**Request**
In the post about OpenCL kernels, how many work items does kernelA get when it is enqueued from the host?

**Text passage**
########

I am utilizing OpenCL’s enqueue_kernel() function to enqueue kernels dynamically from the GPU to reduce unnecessary host interactions. Here is a simplified example of what I am trying to do in the kernels:
kernel void kernelA(args)
{
//This kernel is the one that is enqueued from the host, with only one work item. This kernel
//could be considered the "master" kernel that controls the logic of when to enqueue tasks
//First, it checks if a condition is met, then it enqueues kernelB
if (some condition)
{
enqueue_kernel(get_default_queue(), CLK_ENQUEUE_FLAGS_WAIT_KERNEL, ndrange_1D(some amount, 256), ^{kernelB(args);});
}
else
{
//do other things
}
}
kernel void kernelB(args)
{
//Do some stuff
//Only enqueue the next kernel with the first work item. I do this because the things
//occurring in kernelC rely on the things that kernelB does, so it must take place after kernelB is completed,
//hence, the CLK_ENQUEUE_FLAGS_WAIT_KERNEL
if (get_global_id(0) == 0)
{
enqueue_kernel(get_default_queue(), CLK_ENQUEUE_FLAGS_WAIT_KERNEL, ndrange_1D(some amount, 256), ^{kernelC(args);});
}
}
kernel void kernelC(args)
{
//Do some stuff. This one in particular is one step in a sorting algorithm
//This kernel will enqueue kernelD if a condition is met, otherwise it will
//return to kernelA
if (get_global_id(0) == 0 && other requirements)

########

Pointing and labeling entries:
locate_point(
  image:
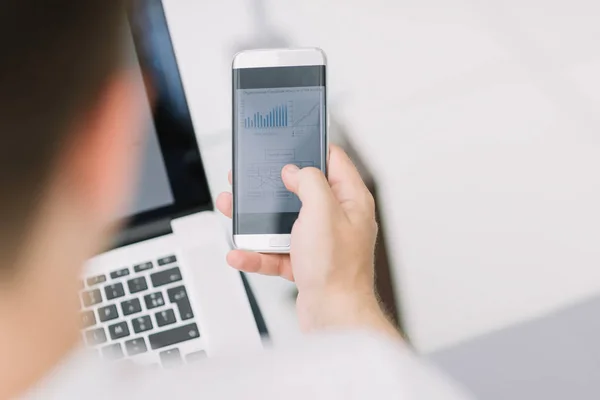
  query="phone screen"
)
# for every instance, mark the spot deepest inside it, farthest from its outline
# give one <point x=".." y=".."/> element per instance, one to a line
<point x="279" y="118"/>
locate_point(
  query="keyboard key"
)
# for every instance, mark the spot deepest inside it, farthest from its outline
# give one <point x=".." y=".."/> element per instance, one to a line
<point x="166" y="260"/>
<point x="91" y="297"/>
<point x="108" y="313"/>
<point x="95" y="336"/>
<point x="154" y="300"/>
<point x="118" y="331"/>
<point x="174" y="336"/>
<point x="171" y="358"/>
<point x="166" y="317"/>
<point x="119" y="273"/>
<point x="136" y="346"/>
<point x="94" y="280"/>
<point x="114" y="291"/>
<point x="142" y="267"/>
<point x="166" y="277"/>
<point x="137" y="285"/>
<point x="113" y="351"/>
<point x="179" y="296"/>
<point x="141" y="324"/>
<point x="131" y="306"/>
<point x="195" y="356"/>
<point x="88" y="319"/>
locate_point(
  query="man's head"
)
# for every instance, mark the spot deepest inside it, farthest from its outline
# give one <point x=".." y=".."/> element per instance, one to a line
<point x="68" y="116"/>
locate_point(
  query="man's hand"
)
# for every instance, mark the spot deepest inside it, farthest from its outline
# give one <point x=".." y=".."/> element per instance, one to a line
<point x="332" y="248"/>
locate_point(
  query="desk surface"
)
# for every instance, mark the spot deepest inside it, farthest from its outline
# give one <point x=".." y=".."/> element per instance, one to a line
<point x="481" y="125"/>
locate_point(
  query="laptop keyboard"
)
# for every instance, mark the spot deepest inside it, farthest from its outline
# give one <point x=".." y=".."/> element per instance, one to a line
<point x="133" y="311"/>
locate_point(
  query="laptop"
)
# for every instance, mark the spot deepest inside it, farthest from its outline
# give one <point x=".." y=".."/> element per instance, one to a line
<point x="164" y="294"/>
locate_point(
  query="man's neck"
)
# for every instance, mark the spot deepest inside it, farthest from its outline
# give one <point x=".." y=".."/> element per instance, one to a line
<point x="39" y="326"/>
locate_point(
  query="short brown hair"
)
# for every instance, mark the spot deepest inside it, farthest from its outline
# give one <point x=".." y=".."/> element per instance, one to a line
<point x="55" y="59"/>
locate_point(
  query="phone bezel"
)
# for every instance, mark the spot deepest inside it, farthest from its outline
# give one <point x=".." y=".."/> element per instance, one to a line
<point x="274" y="243"/>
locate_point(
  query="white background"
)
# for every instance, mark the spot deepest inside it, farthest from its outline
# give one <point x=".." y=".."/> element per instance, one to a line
<point x="481" y="122"/>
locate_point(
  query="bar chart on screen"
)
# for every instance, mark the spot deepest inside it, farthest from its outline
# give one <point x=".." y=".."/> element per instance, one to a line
<point x="292" y="114"/>
<point x="277" y="117"/>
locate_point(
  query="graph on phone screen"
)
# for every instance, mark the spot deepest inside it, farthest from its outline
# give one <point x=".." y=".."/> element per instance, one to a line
<point x="276" y="127"/>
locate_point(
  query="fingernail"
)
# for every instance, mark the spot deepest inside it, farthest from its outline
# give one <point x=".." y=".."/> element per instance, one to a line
<point x="291" y="169"/>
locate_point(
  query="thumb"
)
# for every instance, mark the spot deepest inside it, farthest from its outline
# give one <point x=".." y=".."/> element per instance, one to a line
<point x="309" y="184"/>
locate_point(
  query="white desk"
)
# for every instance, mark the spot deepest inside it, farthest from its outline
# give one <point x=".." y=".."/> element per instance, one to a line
<point x="481" y="124"/>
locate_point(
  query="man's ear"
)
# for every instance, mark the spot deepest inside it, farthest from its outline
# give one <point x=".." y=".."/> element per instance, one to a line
<point x="101" y="160"/>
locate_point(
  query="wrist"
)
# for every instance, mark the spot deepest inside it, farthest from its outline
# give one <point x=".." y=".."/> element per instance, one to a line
<point x="358" y="309"/>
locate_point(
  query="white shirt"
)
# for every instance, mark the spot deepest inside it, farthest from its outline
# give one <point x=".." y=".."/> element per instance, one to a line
<point x="328" y="366"/>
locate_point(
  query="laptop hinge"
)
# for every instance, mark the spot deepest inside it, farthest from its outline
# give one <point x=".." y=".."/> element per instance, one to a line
<point x="140" y="232"/>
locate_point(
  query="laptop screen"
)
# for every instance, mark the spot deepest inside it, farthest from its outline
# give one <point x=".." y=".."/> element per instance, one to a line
<point x="153" y="189"/>
<point x="172" y="182"/>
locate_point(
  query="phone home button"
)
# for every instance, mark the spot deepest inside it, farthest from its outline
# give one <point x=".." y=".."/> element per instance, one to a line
<point x="279" y="242"/>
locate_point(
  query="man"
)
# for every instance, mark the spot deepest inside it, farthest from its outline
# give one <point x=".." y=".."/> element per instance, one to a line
<point x="68" y="117"/>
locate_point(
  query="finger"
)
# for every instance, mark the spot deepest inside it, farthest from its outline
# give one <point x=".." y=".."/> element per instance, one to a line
<point x="310" y="185"/>
<point x="225" y="204"/>
<point x="346" y="182"/>
<point x="265" y="264"/>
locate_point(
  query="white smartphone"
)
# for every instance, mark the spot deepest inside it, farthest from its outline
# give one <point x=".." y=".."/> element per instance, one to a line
<point x="279" y="118"/>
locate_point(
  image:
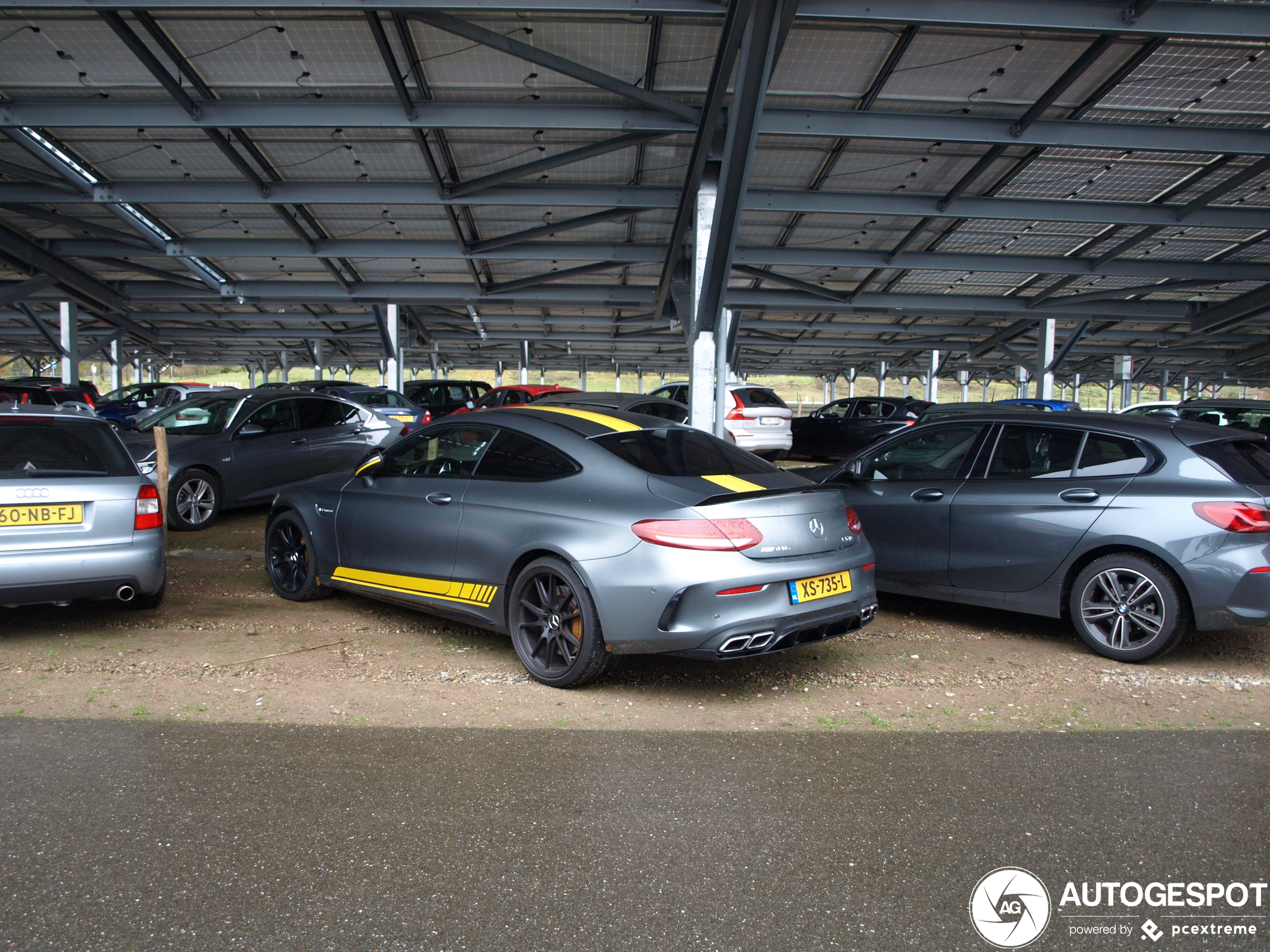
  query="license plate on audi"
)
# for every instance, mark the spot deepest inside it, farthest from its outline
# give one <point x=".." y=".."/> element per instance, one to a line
<point x="821" y="587"/>
<point x="56" y="514"/>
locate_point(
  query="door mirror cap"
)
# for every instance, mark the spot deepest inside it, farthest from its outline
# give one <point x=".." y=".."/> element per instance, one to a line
<point x="370" y="466"/>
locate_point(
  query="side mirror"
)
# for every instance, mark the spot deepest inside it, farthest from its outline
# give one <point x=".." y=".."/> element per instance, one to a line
<point x="370" y="466"/>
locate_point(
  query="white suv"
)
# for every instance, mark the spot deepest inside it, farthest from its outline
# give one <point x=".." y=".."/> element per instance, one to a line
<point x="758" y="419"/>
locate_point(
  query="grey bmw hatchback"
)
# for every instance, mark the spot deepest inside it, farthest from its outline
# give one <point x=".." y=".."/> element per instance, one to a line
<point x="584" y="535"/>
<point x="76" y="518"/>
<point x="1137" y="530"/>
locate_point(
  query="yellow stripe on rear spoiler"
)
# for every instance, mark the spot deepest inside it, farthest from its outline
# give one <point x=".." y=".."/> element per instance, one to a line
<point x="734" y="484"/>
<point x="610" y="422"/>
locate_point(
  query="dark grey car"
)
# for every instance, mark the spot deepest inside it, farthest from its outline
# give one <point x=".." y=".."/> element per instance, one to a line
<point x="240" y="447"/>
<point x="584" y="535"/>
<point x="1136" y="528"/>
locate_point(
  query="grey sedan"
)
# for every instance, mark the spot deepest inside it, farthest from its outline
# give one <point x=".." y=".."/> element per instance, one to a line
<point x="76" y="518"/>
<point x="1137" y="530"/>
<point x="240" y="447"/>
<point x="584" y="535"/>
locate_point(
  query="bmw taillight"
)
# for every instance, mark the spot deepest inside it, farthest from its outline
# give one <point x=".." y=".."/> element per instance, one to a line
<point x="710" y="535"/>
<point x="1235" y="517"/>
<point x="854" y="521"/>
<point x="148" y="509"/>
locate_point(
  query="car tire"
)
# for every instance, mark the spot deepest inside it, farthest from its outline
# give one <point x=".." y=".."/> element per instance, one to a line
<point x="194" y="501"/>
<point x="144" y="603"/>
<point x="1130" y="607"/>
<point x="556" y="628"/>
<point x="290" y="559"/>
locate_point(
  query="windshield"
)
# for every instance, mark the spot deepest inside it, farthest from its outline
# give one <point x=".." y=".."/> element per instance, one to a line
<point x="682" y="452"/>
<point x="40" y="448"/>
<point x="194" y="418"/>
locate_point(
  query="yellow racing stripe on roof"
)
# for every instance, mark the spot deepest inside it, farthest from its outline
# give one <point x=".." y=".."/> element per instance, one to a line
<point x="734" y="484"/>
<point x="602" y="419"/>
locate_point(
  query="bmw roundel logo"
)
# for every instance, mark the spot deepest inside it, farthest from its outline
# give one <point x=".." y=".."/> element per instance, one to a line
<point x="1010" y="908"/>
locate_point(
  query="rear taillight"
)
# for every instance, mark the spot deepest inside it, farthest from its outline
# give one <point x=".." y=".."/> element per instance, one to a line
<point x="854" y="521"/>
<point x="710" y="535"/>
<point x="148" y="509"/>
<point x="1235" y="517"/>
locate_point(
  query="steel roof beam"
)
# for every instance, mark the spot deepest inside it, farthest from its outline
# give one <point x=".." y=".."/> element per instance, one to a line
<point x="330" y="113"/>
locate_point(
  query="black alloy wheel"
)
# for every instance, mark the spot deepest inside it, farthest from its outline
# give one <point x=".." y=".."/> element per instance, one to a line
<point x="194" y="501"/>
<point x="288" y="559"/>
<point x="1128" y="608"/>
<point x="556" y="628"/>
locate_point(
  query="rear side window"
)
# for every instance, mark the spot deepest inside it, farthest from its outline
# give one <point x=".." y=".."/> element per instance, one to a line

########

**Exercise result**
Only one work item.